◆ **WHAT YOU NEED TO DO**: Could you reproduce the MSO McLaren passage word for word, starting at "Not only do" and stopping after "just walk away."?

It's a surreal moment of realization. I'm cruising down the highway as what feels like the 100th camera phone points in my direction and yet another kid's face presses against the glass with a look of shock and awe. When you buy this car, this $400,000 hunk of metal and carbon fiber, an MSO McLaren, it isn't really yours. This car is public property.
It might be a hard sell presenting one of the most selfish purchases money can buy as an act of charity, but there really is a solid core of truth in there. I get three days with one of the most exclusive McLarens on the road, which is a rare insight into the world of the 1%, and it isn't as great as you'd think.
Not only do I get chased down the road, I get 100 offers to swap cars-and I even think it's about to get ugly when four guys follow me into a car park late at night. As it turns out, the 6-foot-tall Russian mafia members are cool, they're car guys, but it's an eye opener. I'm at a loss where to park it when I go to the shops, and in the end I settle on a multi-story car park, basically entrusting the car to the security team that trains every camera in the joint on its golden haunches. I don't think I could park it up by the side of the road and just walk away.

◆ **DATA SEGMENT**:
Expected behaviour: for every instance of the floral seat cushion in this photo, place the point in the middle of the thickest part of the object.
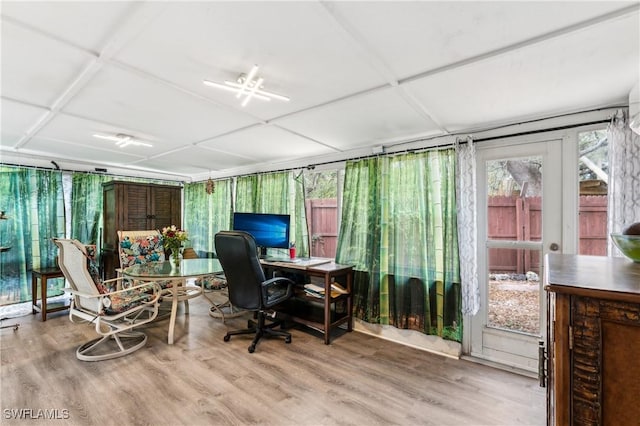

◆ **TASK OUTPUT**:
Not only do I get chased down the road, I get 100 offers to swap cars-and I even think it's about to get ugly when four guys follow me into a car park late at night. As it turns out, the 6-foot-tall Russian mafia members are cool, they're car guys, but it's an eye opener. I'm at a loss where to park it when I go to the shops, and in the end I settle on a multi-story car park, basically entrusting the car to the security team that trains every camera in the joint on its golden haunches. I don't think I could park it up by the side of the road and just walk away.